EXERCISE OBJECTIVE
Gather each line below that contains the word "frame" and copy those lines out in full.

####################

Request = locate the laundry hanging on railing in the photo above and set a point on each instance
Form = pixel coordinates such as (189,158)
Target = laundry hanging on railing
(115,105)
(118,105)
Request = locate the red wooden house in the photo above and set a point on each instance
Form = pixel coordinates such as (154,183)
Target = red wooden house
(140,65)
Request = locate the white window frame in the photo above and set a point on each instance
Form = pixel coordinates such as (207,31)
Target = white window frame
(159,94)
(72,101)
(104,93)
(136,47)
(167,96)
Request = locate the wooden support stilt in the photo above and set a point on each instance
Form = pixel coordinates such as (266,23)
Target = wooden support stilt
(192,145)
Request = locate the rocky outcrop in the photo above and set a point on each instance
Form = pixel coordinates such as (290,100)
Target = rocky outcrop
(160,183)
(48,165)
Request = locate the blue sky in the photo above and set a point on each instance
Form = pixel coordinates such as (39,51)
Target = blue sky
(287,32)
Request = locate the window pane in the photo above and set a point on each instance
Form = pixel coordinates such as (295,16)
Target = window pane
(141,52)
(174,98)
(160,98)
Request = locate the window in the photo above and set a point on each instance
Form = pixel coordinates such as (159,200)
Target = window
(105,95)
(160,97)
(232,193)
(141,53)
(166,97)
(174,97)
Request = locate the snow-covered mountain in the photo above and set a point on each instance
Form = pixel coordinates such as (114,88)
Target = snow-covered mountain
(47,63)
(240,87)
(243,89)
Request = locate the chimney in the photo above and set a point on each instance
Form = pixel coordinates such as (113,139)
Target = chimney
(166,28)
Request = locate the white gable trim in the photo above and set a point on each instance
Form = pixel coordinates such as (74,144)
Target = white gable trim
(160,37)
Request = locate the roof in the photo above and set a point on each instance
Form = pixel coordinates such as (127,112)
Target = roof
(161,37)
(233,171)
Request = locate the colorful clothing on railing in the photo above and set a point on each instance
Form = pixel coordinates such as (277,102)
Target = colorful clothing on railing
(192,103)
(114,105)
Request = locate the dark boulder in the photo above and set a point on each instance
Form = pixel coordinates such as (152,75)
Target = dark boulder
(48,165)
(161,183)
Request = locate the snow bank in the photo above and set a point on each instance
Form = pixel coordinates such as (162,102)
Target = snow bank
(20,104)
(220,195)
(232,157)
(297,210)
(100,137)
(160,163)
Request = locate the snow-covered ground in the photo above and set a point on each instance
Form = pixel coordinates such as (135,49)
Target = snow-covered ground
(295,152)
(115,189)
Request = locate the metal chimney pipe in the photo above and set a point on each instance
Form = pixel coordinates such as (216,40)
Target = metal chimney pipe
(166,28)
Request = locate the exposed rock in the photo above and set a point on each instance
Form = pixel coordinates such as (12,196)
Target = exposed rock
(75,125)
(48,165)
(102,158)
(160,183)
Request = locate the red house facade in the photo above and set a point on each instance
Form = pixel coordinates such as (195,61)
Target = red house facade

####################

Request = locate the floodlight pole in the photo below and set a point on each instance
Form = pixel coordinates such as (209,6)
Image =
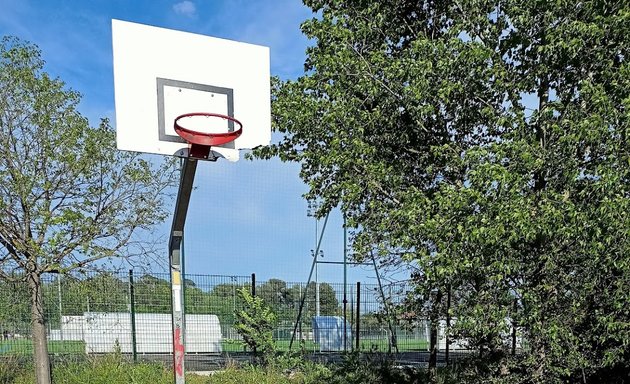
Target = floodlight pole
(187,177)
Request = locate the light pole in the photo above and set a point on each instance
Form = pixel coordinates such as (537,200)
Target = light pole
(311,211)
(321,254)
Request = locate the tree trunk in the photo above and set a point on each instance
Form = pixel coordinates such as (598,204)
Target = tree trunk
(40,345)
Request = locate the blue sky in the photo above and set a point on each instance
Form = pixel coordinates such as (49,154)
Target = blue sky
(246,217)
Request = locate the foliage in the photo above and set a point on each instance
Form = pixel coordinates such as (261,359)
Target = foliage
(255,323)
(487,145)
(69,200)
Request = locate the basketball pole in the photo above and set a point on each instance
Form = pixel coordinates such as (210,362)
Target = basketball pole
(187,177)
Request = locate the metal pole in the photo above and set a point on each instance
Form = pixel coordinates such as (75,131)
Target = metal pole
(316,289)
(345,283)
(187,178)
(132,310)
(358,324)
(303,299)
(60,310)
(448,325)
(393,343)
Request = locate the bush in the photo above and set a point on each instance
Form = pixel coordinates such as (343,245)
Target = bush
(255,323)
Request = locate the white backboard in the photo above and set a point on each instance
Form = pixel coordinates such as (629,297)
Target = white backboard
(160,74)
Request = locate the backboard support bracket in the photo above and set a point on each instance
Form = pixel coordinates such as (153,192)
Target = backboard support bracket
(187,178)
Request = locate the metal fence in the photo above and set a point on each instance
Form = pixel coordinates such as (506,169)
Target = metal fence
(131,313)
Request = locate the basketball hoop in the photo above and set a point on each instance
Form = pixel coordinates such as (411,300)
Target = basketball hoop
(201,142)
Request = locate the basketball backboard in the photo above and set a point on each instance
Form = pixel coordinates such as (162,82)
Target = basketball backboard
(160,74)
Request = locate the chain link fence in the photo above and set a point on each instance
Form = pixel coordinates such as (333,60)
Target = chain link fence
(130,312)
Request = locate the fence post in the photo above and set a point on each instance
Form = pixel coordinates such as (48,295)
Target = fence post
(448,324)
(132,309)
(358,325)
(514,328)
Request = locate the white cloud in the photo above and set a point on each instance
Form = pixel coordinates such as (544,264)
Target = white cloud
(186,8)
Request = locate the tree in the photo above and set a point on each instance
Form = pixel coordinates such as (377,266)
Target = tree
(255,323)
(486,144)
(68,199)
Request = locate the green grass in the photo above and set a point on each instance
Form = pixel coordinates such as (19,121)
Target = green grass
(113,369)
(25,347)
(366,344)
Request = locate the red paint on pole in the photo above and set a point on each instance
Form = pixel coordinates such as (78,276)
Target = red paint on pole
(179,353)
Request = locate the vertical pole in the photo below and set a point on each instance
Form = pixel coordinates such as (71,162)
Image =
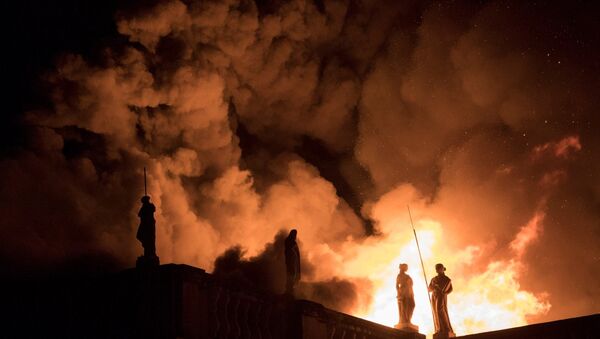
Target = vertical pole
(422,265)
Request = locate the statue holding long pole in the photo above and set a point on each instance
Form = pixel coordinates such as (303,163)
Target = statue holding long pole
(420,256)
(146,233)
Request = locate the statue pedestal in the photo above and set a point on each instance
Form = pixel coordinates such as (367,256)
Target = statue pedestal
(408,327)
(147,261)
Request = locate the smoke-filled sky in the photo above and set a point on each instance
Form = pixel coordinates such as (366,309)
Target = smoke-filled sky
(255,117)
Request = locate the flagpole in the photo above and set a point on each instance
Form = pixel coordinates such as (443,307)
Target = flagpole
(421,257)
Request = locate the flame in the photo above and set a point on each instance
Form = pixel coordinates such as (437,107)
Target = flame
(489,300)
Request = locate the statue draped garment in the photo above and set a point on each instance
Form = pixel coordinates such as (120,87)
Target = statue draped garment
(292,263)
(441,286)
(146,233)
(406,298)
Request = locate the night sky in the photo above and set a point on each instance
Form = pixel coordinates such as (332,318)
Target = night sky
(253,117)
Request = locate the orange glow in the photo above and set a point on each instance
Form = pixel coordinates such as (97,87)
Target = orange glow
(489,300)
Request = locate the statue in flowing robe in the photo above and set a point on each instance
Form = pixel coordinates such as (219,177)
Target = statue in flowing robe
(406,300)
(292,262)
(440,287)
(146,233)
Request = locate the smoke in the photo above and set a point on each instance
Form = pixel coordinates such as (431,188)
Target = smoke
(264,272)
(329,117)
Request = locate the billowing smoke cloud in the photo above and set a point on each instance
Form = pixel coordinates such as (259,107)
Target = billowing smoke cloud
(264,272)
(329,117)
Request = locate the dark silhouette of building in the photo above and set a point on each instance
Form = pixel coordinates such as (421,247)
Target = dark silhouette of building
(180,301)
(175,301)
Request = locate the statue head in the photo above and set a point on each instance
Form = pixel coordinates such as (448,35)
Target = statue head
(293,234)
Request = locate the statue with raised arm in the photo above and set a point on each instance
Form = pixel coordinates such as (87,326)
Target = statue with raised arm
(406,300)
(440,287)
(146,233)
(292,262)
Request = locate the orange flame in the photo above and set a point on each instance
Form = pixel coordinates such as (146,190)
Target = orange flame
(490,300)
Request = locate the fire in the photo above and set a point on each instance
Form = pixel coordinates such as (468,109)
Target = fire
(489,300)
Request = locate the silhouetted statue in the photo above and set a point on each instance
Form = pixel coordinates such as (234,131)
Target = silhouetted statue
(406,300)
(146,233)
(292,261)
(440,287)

####################

TASK SOLUTION
Request = locate the white window frame in the photo above and set a point on each instance
Target = white window frame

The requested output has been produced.